Un frío día de comienzos de primavera, poco después de las seis, se paró un reluciente automóvil negro en el patio de los estudios de Rasunda. Mi asisitente y yo salimos a recibirla. Tras una cierta confusión y una conversación un poco forzada nos dejaron solos a Greta Garbo y a mí en mi sencillo despacho. Mi asistente se dedicó a la amiga ofreciéndole coñac y los últimos chismes.






El despacho era angosto: un escritorio, una silla y un sofá hundido por el uso. Yo me senté en la silla, Greta Garbo en el sofá, la lámpara del escritorio estaba encendida. Este era el cuarto de Stiller, dijo ella inmediatamente, mirando a su alrededor. Yo no lo sabía y respondí que Gustav Molander lo había usado antes que yo. No, no, es el cuarto de Stiller, estoy segura. Hablamos un poco vagamente de Stiller y de Sjöström, ella contó que Stiller la había dirigido en una película que había hecho en Hollywood. Ya estaba prácticamente despedido, dijo. Despedido y enfermo. Yo no sabía nada. El no se quejaba nunca y yo tenía mis propios problemas.


Nos quedamos callados.


Súbitamente ella se quitó las gafas de sol que le tapaban casi toda la cara: Pues así soy, señor Bergman. La sonrisa, fugaz y deslumbrante, era socarrona.




Es difícil saber si los grandes mitos son eternamente mágicos por ser mitos o si la magia es una ilusión creada por nosotros los consumidores. En aquel instante no había la menor duda. En la penumbra de la pequeña habitación su belleza era inmortal. Si me hubiera encontrado con un ángel salido de algún evangelio hubiera dicho que su belleza rodeaba su aparición como una aureola. Había como una vitalidad en torno a sus facciones, grandes y puras -la frente, las cuencas de los ojos, la noble barbilla, las sensibles aletas de la nariz.


Ella notó inmediatamente mi reacción y se puso contenta. Empezó a hablarme del trabajo con La historia de Gösta Björling. Subimos al pequeño estudio y registramos el rincón de la izquierda. Allí había todavía un hoyo en el suelo, consecuencia del incendio de Ekeby. Ella mencionó nombres de asistentes y electricistas de los que solo quedaba uno en la casa. Por razones inexplicables Stiller lo había echado del estudio. El se había cuadrado mientras aguantaba la reprimenda, había dado media vuelta y se había marchado. No volvió a poner los pies en el interior, sino que se convirtió en el jardinero de los estudios de Rasunda. Cuando un director le caía bien, se cuadraba y presentaba armas con el rastrillo y, a veces, cantaba unos compases de la Marcha Real. El director que no le caía bien solía encontrarse con un montón de hojas o de nieve delante del coche.

TAREA ASIGNADA A:
Según el fragmento elegido, ¿a qué se dedicó el hombre después de que Stiller lo echara del estudio?

DATOS APORTADOS:

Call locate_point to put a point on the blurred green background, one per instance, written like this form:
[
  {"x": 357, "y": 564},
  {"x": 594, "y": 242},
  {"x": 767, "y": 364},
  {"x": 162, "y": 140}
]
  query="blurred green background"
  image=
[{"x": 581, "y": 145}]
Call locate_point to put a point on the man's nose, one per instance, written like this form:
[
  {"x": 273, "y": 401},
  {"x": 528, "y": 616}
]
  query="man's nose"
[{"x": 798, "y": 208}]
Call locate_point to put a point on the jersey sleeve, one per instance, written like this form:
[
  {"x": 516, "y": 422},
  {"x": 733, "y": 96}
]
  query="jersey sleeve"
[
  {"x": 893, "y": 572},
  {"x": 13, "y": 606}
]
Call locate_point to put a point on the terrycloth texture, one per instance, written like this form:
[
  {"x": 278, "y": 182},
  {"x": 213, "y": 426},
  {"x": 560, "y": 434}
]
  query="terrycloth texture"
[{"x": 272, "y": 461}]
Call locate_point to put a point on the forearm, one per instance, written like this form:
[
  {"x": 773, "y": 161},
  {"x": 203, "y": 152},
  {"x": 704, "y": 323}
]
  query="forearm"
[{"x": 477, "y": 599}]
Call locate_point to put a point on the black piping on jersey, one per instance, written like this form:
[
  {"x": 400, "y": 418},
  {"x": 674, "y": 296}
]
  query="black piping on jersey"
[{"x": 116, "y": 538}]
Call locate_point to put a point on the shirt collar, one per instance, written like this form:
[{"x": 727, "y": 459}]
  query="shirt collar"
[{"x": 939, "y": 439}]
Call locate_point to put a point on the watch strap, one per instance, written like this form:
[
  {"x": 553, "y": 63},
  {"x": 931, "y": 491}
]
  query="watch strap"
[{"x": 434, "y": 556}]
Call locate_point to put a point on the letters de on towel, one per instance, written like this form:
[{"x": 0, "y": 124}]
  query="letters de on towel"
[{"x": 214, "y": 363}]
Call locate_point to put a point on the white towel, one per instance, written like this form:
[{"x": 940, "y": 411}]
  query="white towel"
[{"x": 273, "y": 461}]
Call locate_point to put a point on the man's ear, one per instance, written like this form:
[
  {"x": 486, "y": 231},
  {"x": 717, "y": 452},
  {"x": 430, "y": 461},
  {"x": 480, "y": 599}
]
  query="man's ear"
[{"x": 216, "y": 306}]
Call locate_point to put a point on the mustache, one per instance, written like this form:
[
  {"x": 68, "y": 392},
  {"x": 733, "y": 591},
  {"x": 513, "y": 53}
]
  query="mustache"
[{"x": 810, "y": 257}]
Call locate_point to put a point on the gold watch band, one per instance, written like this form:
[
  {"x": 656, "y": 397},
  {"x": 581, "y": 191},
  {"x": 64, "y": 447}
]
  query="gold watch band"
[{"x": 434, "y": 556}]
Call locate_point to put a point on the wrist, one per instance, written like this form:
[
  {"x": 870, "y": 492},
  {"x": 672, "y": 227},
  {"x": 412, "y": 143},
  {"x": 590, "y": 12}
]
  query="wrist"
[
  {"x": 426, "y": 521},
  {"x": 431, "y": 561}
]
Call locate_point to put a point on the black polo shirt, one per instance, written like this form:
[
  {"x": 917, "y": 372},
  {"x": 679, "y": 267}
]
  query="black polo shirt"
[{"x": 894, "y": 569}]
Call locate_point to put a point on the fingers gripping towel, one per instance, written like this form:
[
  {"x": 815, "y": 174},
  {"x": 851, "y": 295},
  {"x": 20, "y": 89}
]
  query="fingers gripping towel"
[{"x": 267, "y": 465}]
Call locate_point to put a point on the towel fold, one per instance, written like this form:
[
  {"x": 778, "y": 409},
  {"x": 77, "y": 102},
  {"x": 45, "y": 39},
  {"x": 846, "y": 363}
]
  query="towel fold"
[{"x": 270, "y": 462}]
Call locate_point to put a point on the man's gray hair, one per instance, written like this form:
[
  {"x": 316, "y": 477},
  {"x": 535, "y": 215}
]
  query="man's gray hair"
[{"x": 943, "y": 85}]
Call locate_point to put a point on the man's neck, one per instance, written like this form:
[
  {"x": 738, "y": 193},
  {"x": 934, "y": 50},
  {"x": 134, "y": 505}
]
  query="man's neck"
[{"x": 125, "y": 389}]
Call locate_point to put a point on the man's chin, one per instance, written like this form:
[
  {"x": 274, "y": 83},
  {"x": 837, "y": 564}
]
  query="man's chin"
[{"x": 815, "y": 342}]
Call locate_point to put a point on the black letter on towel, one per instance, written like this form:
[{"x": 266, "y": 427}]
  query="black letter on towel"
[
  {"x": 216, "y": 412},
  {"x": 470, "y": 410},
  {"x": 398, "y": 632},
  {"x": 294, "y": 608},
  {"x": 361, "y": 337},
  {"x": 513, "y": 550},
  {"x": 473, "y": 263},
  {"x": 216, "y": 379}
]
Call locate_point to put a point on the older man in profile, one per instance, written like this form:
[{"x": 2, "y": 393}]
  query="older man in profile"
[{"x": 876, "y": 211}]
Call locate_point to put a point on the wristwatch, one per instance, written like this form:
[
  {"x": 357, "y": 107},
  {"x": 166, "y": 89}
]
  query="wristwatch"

TAREA ASIGNADA B:
Reúne todas las líneas de los registros que tengan la palabra "band". Las mayúsculas y minúsculas cuentan.

RESPUESTA CORRECTA A:
Se convirtió en el jardinero de los estudios de Rasunda.

RESPUESTA CORRECTA B:
Call locate_point to put a point on the gold watch band, one per instance, written like this form:
  query="gold watch band"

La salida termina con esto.